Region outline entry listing
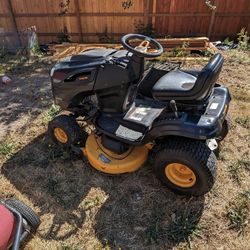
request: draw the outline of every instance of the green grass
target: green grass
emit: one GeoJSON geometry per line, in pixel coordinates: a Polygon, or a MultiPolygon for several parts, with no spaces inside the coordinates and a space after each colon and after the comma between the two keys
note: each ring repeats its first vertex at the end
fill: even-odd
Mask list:
{"type": "Polygon", "coordinates": [[[4,158],[8,159],[13,155],[14,145],[9,142],[1,142],[0,143],[0,155],[4,158]]]}
{"type": "Polygon", "coordinates": [[[243,234],[250,219],[250,189],[240,193],[227,207],[229,228],[243,234]]]}
{"type": "Polygon", "coordinates": [[[186,210],[177,216],[169,227],[168,235],[174,242],[187,242],[190,245],[194,237],[202,238],[204,226],[198,223],[199,216],[191,210],[186,210]]]}
{"type": "Polygon", "coordinates": [[[47,112],[43,115],[43,123],[47,124],[49,121],[53,120],[61,111],[61,108],[57,105],[52,104],[47,112]]]}
{"type": "Polygon", "coordinates": [[[238,159],[228,167],[230,177],[238,184],[241,183],[241,179],[244,175],[244,170],[250,171],[250,162],[245,159],[238,159]]]}

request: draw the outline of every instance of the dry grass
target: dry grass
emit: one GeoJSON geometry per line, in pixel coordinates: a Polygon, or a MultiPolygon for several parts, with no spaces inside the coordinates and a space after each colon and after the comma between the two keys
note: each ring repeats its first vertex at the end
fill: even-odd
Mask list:
{"type": "Polygon", "coordinates": [[[149,164],[109,176],[54,147],[46,136],[58,111],[50,65],[18,62],[17,70],[5,59],[14,83],[0,86],[0,198],[18,197],[42,221],[25,249],[249,249],[250,64],[249,54],[233,53],[224,54],[220,76],[233,100],[218,179],[209,194],[192,199],[163,187],[149,164]]]}

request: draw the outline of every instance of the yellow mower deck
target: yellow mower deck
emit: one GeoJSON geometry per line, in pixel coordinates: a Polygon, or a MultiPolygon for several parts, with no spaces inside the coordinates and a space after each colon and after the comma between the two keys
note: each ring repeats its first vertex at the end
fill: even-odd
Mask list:
{"type": "Polygon", "coordinates": [[[86,147],[82,150],[94,168],[109,174],[134,172],[143,165],[148,157],[146,146],[132,146],[123,154],[115,154],[104,148],[100,138],[95,134],[89,135],[86,147]]]}

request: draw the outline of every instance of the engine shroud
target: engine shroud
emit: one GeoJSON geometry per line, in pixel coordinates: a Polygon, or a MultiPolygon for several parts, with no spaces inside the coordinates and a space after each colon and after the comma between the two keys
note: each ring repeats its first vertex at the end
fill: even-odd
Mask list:
{"type": "Polygon", "coordinates": [[[143,69],[144,59],[126,50],[93,49],[67,57],[51,70],[55,103],[81,113],[84,98],[96,95],[103,112],[124,112],[143,69]]]}

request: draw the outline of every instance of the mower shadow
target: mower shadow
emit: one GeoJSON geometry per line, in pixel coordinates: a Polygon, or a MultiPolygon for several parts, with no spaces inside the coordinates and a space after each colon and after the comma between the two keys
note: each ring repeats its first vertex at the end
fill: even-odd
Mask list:
{"type": "Polygon", "coordinates": [[[38,233],[46,240],[66,240],[92,220],[96,237],[111,249],[171,249],[197,230],[204,207],[204,197],[163,187],[149,164],[132,174],[104,175],[44,134],[5,162],[2,174],[40,211],[38,233]]]}

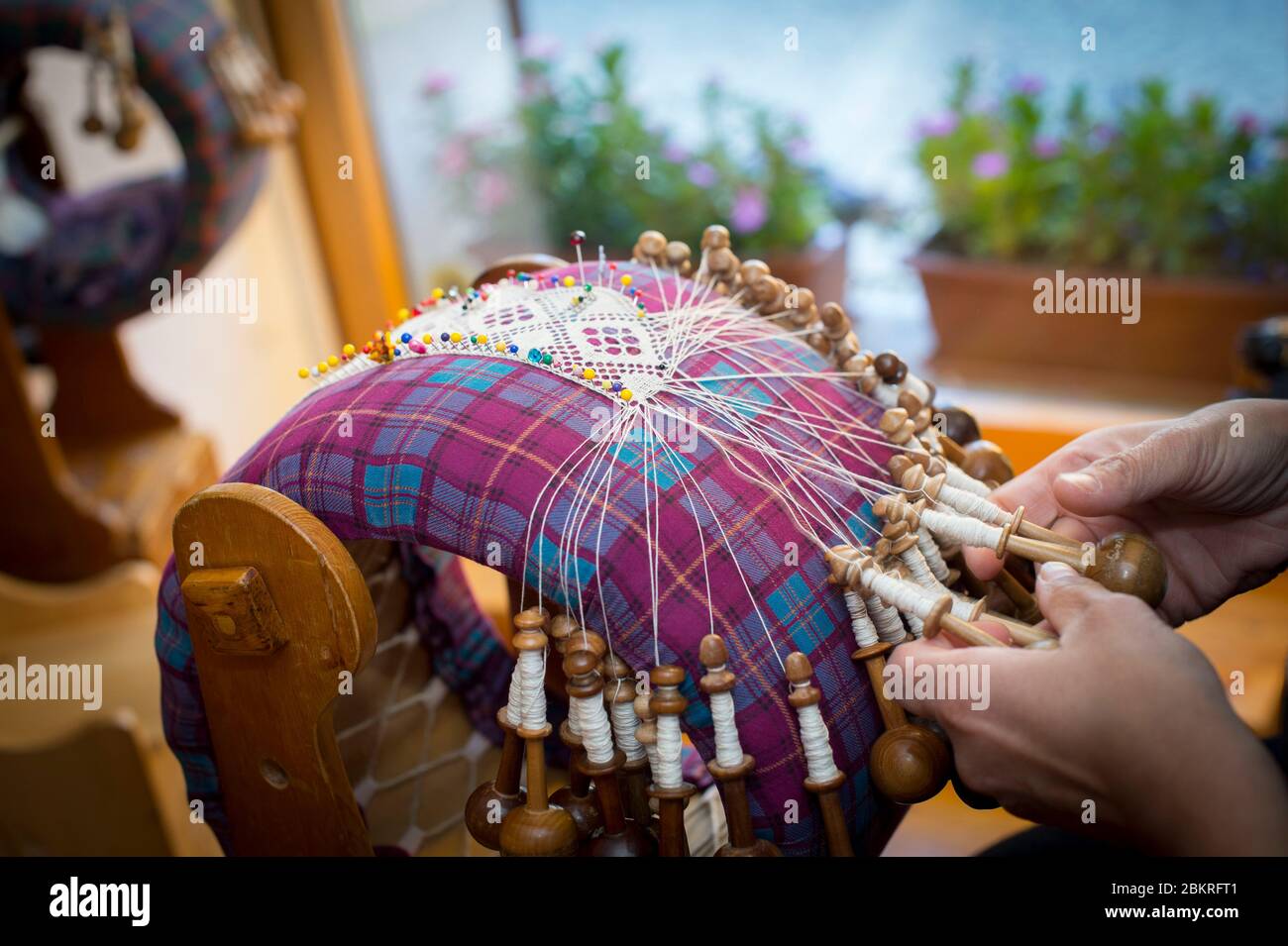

- **Exercise instructions**
Rewrite every line of the listing above as a numbered list, skipping the blank lines. Leave the pictures out of your answer.

- **Solution below**
1. request: draw the outline of every instance of the green grass
2. target: green grass
3. emit: one GeoJSON geometry per line, in pixel coordinates: a Polygon, or a MultiPolygon for several parts, with no spaces inside the coordinates and a space after each colon and after the comma between the two keys
4. note: each ring repeats its first vertex at the end
5. fill: even-odd
6. Mask list:
7. {"type": "Polygon", "coordinates": [[[4,158],[8,159],[13,155],[14,145],[9,142],[1,142],[0,143],[0,155],[4,158]]]}
8. {"type": "Polygon", "coordinates": [[[243,234],[250,219],[250,189],[240,193],[227,207],[229,228],[243,234]]]}
9. {"type": "Polygon", "coordinates": [[[186,210],[177,216],[169,227],[168,235],[174,242],[187,242],[190,245],[194,237],[202,238],[204,226],[198,223],[199,216],[191,210],[186,210]]]}
10. {"type": "Polygon", "coordinates": [[[47,112],[43,115],[43,123],[47,124],[49,121],[53,120],[61,111],[61,108],[57,105],[52,104],[47,112]]]}
11. {"type": "Polygon", "coordinates": [[[238,159],[228,167],[230,177],[238,184],[241,183],[241,179],[244,175],[244,170],[250,171],[250,162],[245,159],[238,159]]]}
12. request: draw the outline of every instance of the dry grass
13. target: dry grass
14. emit: one GeoJSON geometry per line, in pixel coordinates: a Polygon, or a MultiPolygon for several parts, with no spaces inside the coordinates and a space after each colon and after the comma between the two keys
15. note: each ring repeats its first vertex at the end
16. fill: even-odd
17. Mask list:
18. {"type": "Polygon", "coordinates": [[[149,164],[109,176],[54,147],[46,136],[58,111],[50,65],[18,62],[17,70],[5,59],[14,83],[0,86],[0,198],[18,197],[42,221],[25,249],[249,249],[250,64],[249,54],[233,53],[224,54],[220,76],[233,100],[218,179],[209,194],[192,199],[163,187],[149,164]]]}
19. request: draw the outline of every instance of the yellow mower deck
20. target: yellow mower deck
21. emit: one GeoJSON geometry per line, in pixel coordinates: a Polygon, or a MultiPolygon for several parts, with no spaces inside the coordinates and a space after each colon and after the comma between the two keys
22. note: each ring repeats its first vertex at the end
23. fill: even-odd
24. Mask list:
25. {"type": "Polygon", "coordinates": [[[86,147],[82,150],[94,168],[109,174],[134,172],[143,165],[148,157],[146,146],[132,146],[123,154],[115,154],[104,148],[100,138],[95,134],[89,135],[86,147]]]}
26. request: draw the outline of every instance of the engine shroud
27. target: engine shroud
28. emit: one GeoJSON geometry per line, in pixel coordinates: a Polygon, or a MultiPolygon for several parts, with no spaces inside the coordinates and a space after each colon and after the comma between the two keys
29. note: each ring repeats its first vertex at the end
30. fill: even-odd
31. Mask list:
32. {"type": "Polygon", "coordinates": [[[143,69],[144,59],[126,50],[93,49],[67,57],[51,70],[55,103],[81,113],[84,98],[96,95],[103,112],[124,112],[143,69]]]}
33. request: draw the outline of every instance of the mower shadow
34. target: mower shadow
35. emit: one GeoJSON geometry per line, in pixel coordinates: a Polygon, or a MultiPolygon for several parts, with no spaces inside the coordinates and a space after each colon and after the comma between the two keys
36. note: each ring repeats its first vertex at the end
37. fill: even-odd
38. Mask list:
39. {"type": "Polygon", "coordinates": [[[38,233],[46,240],[66,240],[92,220],[96,237],[111,249],[171,249],[197,230],[204,207],[204,197],[163,187],[149,164],[132,174],[104,175],[44,134],[5,162],[2,174],[40,211],[38,233]]]}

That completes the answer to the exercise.